> _Given text_
==========
I was just kidding around about "having your problem" I have an an acquaintance who is very very underweight. I don't think he has an unhealthy view of himself, but I know he would love some extra pounds. He was just diagnosed with Diabetes and i think its because of being underweight.
 
That's good...he really wants to do it, but the situation is a little different here.

I have a friend who came down from Nova Scotia to sick kids because she was THAT motivated to get better.
 
Well I know my parents would try and figure out a way and everything, it's just I don't want to put any more pressure on them as well. There always busy with our restaurant, my dad is the chinese cook there so he works Mon-Sun 11:00am to 1:00am, he gets no breaks whatsoever, and because of this my mom's REALLY stressed out because we have tons of animals that are my little sisters/brother's and they don't take care of them so there always craping everywhere (my siblings want more, so were gonna have a total of 7 dogs and 1 bird...), she does laundry evernight (I offered to learn how to use the washer to help her out a little bit and she flipped eout at my saying stuff about how that's HER washer and noone touches it ever). she's always up till 6 am doing the bookwork for the restaurant and the list goes on, if the slightest thing happens she flipps right out because she's so stressed, she needs to just sit down and relax.
that's why I'd need somewhere virtually close because I don't want to be that much of a burden on my family.
 
I would listen to jaim if I were you. You really need professional counseling. As good as this board is....correct me if I'm wrong....none of us is an expert with this disorder. You need the real deal, not an internet msg board.
 
Paynne said:
I would listen to jaim if I were you. You really need professional counseling. As good as this board is....correct me if I'm wrong....none of us is an expert with this disorder. You need the real deal, not an internet msg board.
==========
[Stored data entries]
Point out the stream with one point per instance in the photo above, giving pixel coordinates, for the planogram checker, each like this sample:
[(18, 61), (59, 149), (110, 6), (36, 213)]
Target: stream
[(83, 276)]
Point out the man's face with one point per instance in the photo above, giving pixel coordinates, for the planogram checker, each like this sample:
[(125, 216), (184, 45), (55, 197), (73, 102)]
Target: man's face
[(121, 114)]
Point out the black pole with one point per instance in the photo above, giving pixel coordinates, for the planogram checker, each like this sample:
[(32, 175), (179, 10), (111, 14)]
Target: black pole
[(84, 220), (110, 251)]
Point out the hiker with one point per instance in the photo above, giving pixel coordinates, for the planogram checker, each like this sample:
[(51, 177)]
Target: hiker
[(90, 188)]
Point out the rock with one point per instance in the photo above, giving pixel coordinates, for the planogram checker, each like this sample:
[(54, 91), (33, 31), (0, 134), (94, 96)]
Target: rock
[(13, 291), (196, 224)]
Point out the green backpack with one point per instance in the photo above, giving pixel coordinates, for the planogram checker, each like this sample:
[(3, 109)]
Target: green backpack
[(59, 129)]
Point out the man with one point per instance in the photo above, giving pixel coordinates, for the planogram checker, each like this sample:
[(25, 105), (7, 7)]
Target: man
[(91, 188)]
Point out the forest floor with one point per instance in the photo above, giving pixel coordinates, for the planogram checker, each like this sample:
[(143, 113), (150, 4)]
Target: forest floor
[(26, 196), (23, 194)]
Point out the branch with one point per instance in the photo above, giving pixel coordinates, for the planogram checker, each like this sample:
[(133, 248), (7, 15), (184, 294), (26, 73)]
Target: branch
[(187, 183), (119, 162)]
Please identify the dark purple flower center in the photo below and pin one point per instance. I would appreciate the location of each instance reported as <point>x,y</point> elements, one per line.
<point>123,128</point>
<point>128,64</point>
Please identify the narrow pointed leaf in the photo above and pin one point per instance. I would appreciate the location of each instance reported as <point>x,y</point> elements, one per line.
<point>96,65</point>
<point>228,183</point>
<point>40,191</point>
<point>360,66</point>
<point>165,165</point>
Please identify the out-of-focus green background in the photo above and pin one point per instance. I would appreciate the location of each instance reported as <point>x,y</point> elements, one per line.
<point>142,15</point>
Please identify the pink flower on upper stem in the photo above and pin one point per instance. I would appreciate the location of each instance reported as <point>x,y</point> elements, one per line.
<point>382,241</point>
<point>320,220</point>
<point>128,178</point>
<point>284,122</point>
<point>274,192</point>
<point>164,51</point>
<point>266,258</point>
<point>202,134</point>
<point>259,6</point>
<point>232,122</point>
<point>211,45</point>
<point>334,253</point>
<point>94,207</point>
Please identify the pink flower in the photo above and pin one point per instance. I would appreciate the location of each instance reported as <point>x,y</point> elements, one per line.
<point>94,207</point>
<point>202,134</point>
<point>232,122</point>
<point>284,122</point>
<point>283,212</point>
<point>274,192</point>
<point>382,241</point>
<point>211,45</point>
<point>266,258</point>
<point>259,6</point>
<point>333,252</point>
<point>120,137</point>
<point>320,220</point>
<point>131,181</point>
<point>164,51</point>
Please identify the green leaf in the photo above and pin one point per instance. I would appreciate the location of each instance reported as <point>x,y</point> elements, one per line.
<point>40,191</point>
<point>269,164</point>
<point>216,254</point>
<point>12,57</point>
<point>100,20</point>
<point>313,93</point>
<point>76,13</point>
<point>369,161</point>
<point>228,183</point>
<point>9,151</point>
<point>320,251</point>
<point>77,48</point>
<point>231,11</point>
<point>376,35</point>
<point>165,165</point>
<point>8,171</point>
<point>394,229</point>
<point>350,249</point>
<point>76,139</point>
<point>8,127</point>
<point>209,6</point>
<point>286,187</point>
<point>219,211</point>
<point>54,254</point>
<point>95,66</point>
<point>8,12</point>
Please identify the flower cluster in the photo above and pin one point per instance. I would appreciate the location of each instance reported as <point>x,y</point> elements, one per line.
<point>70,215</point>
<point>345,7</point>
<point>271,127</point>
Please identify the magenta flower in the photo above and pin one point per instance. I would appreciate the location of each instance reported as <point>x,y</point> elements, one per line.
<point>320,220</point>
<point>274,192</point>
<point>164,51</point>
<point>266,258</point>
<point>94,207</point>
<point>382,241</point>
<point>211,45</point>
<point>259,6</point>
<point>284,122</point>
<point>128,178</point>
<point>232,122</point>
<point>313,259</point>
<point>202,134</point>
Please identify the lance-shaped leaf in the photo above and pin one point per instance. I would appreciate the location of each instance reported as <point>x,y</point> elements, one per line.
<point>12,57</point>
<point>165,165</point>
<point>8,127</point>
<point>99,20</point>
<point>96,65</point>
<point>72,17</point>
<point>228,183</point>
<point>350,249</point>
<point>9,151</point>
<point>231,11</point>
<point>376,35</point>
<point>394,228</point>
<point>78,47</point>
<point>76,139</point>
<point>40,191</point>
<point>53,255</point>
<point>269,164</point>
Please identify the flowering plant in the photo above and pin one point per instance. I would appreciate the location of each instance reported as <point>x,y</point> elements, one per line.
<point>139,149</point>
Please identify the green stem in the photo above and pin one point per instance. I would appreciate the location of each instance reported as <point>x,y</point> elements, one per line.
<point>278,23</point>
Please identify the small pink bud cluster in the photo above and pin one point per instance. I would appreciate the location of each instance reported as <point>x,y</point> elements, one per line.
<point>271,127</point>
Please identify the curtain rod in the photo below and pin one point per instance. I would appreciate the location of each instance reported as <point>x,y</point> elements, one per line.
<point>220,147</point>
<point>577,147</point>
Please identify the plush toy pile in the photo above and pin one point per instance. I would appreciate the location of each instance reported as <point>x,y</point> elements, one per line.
==========
> _Task instructions_
A - In the forum thread about being underweight, what days and hours does the dad work at the restaurant?
B - Please write the next reply in the forum thread about being underweight, following on from its final post.

> _Answers for this exercise_
A - Monday through Sunday, from 11:00 am to 1:00 am, with no breaks.

B -
definitely agree with this statement. :thumb:
 
I would if I could but like I said it's impossible for me to travel that far...Besdies jaim91 knows what I'm going through and she beat it, so if I'm having a bad day I can talk ot her, she's already helped me out alot, along with you guys
 
I appreciate that tom, I really do. Paynne good point...you're not experts, but I think I speak for Tom when I say that everyone has been so supportive, and I think has helped him in other ways.
 
Exactly, you've all helped me out alot, if I didn't find this board I'd still be eating my usual 1500 calories a day, with no energy, and hating my life cause all I'd do is exercise 24/7
 
lol, ya, that's not a good thing. i mean, it's great that you're doing the 2000 - 2800 thing, that was such an important first step. But there are more (eg. the exercise, the psychotherpy, maybe even family therapy). Another important thing, I learned this the hard way, people are going to say things like, "You look good now", "You look normal, "You gained weight, it looks good." DO NOT TAKE THIS TO MEAN YOU'RE FAT! They think that's what you want to hear, and it should be...but a lot of times, people like you and I misinterpret that.